- **Task instructions**
Copy out all the records exactly.

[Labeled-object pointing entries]
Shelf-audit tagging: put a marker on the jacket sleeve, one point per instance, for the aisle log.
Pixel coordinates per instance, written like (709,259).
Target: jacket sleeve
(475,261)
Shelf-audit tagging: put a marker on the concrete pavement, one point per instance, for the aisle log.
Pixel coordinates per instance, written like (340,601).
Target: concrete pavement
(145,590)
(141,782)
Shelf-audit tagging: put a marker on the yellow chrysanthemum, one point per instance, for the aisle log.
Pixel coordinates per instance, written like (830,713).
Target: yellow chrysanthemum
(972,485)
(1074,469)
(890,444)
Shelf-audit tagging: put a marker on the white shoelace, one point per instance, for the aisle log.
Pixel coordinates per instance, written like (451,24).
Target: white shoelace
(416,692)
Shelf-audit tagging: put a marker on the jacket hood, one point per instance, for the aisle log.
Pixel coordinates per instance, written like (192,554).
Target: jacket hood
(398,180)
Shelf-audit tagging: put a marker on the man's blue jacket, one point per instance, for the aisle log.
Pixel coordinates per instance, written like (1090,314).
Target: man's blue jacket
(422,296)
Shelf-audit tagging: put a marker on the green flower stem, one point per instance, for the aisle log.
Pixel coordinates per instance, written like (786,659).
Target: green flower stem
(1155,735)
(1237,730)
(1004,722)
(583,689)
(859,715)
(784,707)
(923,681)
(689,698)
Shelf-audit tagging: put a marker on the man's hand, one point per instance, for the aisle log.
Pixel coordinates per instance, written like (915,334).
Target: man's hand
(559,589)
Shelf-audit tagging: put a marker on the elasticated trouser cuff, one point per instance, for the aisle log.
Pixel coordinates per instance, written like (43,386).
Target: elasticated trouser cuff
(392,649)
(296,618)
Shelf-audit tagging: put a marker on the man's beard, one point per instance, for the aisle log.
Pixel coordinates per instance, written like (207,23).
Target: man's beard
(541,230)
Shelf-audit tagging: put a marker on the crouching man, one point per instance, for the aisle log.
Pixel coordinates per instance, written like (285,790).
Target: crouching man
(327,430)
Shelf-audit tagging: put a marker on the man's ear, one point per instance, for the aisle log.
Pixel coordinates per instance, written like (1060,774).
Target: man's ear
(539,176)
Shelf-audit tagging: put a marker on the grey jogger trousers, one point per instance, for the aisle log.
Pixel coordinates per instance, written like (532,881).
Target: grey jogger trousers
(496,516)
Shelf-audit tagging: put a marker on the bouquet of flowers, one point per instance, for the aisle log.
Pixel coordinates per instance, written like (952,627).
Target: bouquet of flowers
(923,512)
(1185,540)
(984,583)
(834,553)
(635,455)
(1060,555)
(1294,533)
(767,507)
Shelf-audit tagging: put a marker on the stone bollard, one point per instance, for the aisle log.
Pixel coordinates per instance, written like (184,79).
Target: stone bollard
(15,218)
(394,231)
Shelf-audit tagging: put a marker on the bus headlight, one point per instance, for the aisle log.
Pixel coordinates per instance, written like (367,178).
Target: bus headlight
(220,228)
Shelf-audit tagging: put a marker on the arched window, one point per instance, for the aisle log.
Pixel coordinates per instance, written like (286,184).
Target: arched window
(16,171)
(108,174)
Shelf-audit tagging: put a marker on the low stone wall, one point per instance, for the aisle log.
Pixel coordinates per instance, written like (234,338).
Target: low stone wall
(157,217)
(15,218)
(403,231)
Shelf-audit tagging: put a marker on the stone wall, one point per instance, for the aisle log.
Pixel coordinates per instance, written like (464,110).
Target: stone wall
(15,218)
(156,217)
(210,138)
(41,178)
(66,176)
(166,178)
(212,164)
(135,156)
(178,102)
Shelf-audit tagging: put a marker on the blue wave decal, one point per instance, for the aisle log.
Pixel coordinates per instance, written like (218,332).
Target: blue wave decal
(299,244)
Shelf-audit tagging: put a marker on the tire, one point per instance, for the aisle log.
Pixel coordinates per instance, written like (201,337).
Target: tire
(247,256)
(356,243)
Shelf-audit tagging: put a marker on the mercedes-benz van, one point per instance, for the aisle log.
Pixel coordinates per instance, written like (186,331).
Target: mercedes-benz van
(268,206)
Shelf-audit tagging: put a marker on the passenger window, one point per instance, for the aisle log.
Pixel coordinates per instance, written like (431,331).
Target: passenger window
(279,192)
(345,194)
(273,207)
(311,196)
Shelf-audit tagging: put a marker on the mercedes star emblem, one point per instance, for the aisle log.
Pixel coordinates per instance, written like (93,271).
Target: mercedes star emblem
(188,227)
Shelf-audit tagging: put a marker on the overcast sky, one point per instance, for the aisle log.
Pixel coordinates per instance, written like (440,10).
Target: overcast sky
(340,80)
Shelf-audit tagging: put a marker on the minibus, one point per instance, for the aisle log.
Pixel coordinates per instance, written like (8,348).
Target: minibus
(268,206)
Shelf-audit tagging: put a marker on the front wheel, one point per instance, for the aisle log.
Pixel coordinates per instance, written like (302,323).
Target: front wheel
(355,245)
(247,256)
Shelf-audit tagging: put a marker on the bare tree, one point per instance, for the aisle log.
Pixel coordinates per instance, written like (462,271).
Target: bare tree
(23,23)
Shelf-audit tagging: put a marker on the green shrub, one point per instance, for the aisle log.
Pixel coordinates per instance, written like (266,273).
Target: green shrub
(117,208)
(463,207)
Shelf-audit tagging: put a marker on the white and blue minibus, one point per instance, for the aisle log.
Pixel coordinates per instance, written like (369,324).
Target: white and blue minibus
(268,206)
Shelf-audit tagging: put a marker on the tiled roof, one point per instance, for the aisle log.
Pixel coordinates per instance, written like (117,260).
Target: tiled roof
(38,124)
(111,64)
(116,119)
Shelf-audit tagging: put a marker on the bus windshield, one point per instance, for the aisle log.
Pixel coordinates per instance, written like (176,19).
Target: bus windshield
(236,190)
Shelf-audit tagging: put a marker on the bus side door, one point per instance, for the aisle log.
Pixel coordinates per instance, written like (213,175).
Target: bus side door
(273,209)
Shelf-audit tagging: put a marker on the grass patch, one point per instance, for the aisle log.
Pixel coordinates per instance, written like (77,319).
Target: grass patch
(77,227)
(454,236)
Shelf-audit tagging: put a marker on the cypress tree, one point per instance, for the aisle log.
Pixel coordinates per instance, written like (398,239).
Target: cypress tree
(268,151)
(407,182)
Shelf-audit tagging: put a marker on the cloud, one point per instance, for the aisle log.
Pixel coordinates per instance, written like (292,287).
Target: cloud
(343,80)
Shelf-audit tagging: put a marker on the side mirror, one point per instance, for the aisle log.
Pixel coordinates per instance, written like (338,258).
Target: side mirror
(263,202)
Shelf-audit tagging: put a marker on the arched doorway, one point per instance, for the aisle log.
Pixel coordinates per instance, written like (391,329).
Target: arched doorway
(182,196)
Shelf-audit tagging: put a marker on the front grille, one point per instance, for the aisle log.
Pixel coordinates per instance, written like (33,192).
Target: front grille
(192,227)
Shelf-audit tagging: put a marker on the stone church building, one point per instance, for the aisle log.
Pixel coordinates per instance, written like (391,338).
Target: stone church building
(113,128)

- **Correct answer**
Shelf-audit tagging: put a marker on the jacket sleeve, one point per instance, for the aisle log.
Pixel coordinates per instance, written like (709,259).
Target: jacket sleeve
(475,261)
Shelf-audit tagging: put a marker on the concrete pavement, one point per instance, for the aisle log.
Pixel coordinates per instance, written like (340,601).
Target: concrete pavement
(145,590)
(141,782)
Shelf-audit tagging: put a marker on the yellow chrysanthemum, one point per instance, for the aisle log.
Pixel coordinates per instance, written like (830,713).
Target: yellow chrysanthemum
(972,485)
(1074,469)
(890,444)
Shelf-audit tagging: put a marker on the white shoelace, one point per instance, for the aisle log.
Pixel coordinates per instance, written like (451,24).
Target: white shoelace
(416,692)
Shelf-audit tagging: put a marker on the jacket hood, one point per instance, for the aisle log.
Pixel coordinates per instance, written like (192,554).
Target: jacket hood
(398,180)
Shelf-audit tagging: put a marker on the man's blue jacket, one point per instance, for the aisle log.
Pixel coordinates per instance, written like (1090,314).
Target: man's blue jacket
(422,296)
Shelf-audit tagging: put a marker on the green flower stem, one point per instance, for the aisle log.
Pixel coordinates per instance, written like (786,659).
Target: green flower stem
(1155,735)
(1237,730)
(1004,722)
(583,689)
(859,715)
(784,707)
(923,681)
(689,698)
Shelf-audit tagging: put a marker on the man's hand, one point per instance, for the aisle log.
Pixel coordinates per instance, written like (915,334).
Target: man's hand
(559,589)
Shelf-audit tagging: put a marker on the elasticated trouser cuff, one point per instance, for the aisle log.
Pixel coordinates per instance, written like (43,386).
Target: elasticated trouser cuff
(392,649)
(296,618)
Shelf-audit tagging: put a marker on the man's beard, one point per instance, for the aisle log.
Pixel coordinates per instance, written like (207,23).
Target: man's beard
(541,230)
Shelf-audit tagging: put a marker on the crouching man, one point per instance, for the aisle log.
Pixel coordinates per instance, written like (285,790).
Target: crouching man
(327,430)
Shelf-audit tagging: put a marker on the man's ear, one point per instance, for the aisle log.
Pixel coordinates per instance, written like (1060,774).
Target: man's ear
(539,176)
Shelf-audit tagging: put a marker on the grey jogger trousers, one point per instance, for the aisle log.
Pixel coordinates per instance, written like (532,881).
Target: grey jogger trousers
(496,516)
Shelf-audit tagging: put a marker on the bouquet of flowers, one point per instance, for the aisle log.
Pixel coordinates per instance, written like (952,627).
Target: bouquet of flowers
(923,512)
(1185,540)
(984,583)
(834,553)
(635,455)
(1060,555)
(1294,533)
(767,507)
Shelf-audit tagging: put a marker on the stone bollard, one point per instance, for the aisle log.
Pixel coordinates per instance, written like (184,79).
Target: stone bollard
(15,218)
(394,231)
Shelf-audit tagging: put a marker on the bus headlight, one point per instance, for the aisle log.
Pixel coordinates per instance, written like (367,178).
Target: bus headlight
(220,228)
Shelf-audit tagging: put a marker on the arched window, one point per instance, for the aisle log.
Pixel coordinates per instance, written like (286,184).
Target: arched window
(16,171)
(108,174)
Shelf-audit tagging: put a marker on the low stone wall, one point per instance, for the aisle log.
Pixel coordinates per instance, written like (234,338).
Target: low stone wall
(157,217)
(15,218)
(403,231)
Shelf-audit tagging: put a marker on the stone wall, one point per instance, for the aisle log.
Pixel coordinates per instance, written like (464,110).
Target: stone wall
(15,218)
(156,217)
(210,138)
(41,178)
(66,176)
(166,178)
(212,164)
(135,156)
(178,102)
Shelf-audit tagging: put a marker on the blue wave decal, one point per instance, for the aisle log.
Pixel coordinates per instance, written like (218,332).
Target: blue wave decal
(299,244)
Shelf-audit tagging: put a marker on the tire, one point per instance, for the aisle log.
Pixel coordinates per instance, written like (201,337).
Target: tire
(247,256)
(356,243)
Shelf-audit tagging: put a marker on the mercedes-benz van, one point per instance, for the aisle log.
Pixel coordinates per instance, written like (186,331).
Target: mercedes-benz van
(268,206)
Shelf-audit tagging: put a marker on the passenger window, one point per instance, for the aisle log.
Pixel coordinates per instance, written like (431,331).
Target: passenger window
(279,192)
(345,194)
(273,207)
(311,196)
Shelf-audit tagging: put a marker on the mercedes star emblem, one point per instance, for the aisle log.
Pixel coordinates per instance, written like (93,271).
Target: mercedes star emblem
(188,227)
Shelf-audit tagging: put a marker on the overcast sky, one point per instance, for the aisle log.
Pixel coordinates per instance, written like (440,10).
Target: overcast sky
(340,80)
Shelf-audit tagging: put a marker on the minibus, one point per instance, for the aisle log.
Pixel coordinates per instance, written like (8,348).
Target: minibus
(268,206)
Shelf-audit tagging: put a marker on the front wheel, one point per instance, for the aisle log.
Pixel coordinates per instance, written like (302,323).
Target: front wheel
(355,245)
(247,256)
Shelf-audit tagging: put a marker on the bare tree, one point per instance, for the aisle log.
Pixel coordinates per instance, written like (462,271).
Target: bare tree
(23,23)
Shelf-audit tagging: put a marker on the green shrub, one point per instance, for the aisle log.
Pixel coordinates per instance, written like (266,273).
Target: green shrub
(117,208)
(463,207)
Shelf-audit tagging: put a marker on the white and blue minibus, one point per instance, for the aisle log.
Pixel coordinates per instance, written like (369,324).
Target: white and blue minibus
(268,206)
Shelf-audit tagging: put a marker on the tiled roof, one point per instance, for the aisle log.
Pixel coordinates per instance, written like (117,260).
Target: tiled roof
(38,124)
(111,64)
(116,119)
Shelf-audit tagging: put a marker on the bus windshield, one point per instance, for the aisle log.
Pixel coordinates per instance, written like (176,19).
Target: bus windshield
(236,190)
Shelf-audit tagging: put a marker on the bus side door, one point per instance, for the aisle log.
Pixel coordinates per instance, written like (213,175).
Target: bus side door
(273,209)
Shelf-audit tagging: put a marker on the grass patch, one point per instance, for the aisle log.
Pixel coordinates per instance, written like (77,319).
Target: grass patch
(77,227)
(454,236)
Shelf-audit tagging: put a marker on the cypress tree, one point per instance, for the aisle log.
Pixel coordinates per instance, written like (398,239).
Target: cypress tree
(268,151)
(407,182)
Shelf-audit tagging: put a marker on the cloud, one point per instance, for the aisle log.
Pixel coordinates per instance, written like (292,287).
Target: cloud
(343,80)
Shelf-audit tagging: put a marker on the side mirror, one point per instance, for the aisle log.
Pixel coordinates per instance, written like (338,258).
Target: side mirror
(263,202)
Shelf-audit tagging: put a marker on the arched doorway, one point per instance, for the aisle log.
Pixel coordinates per instance, written like (391,329).
Target: arched doorway
(182,196)
Shelf-audit tagging: put a marker on the front grille, one point per instance, for the aisle log.
Pixel coordinates per instance, written like (33,192).
Target: front grille
(192,227)
Shelf-audit tagging: put a marker on the stone church building, one point per instance, for the aisle log.
Pixel coordinates per instance, written like (391,338).
Target: stone church building
(113,128)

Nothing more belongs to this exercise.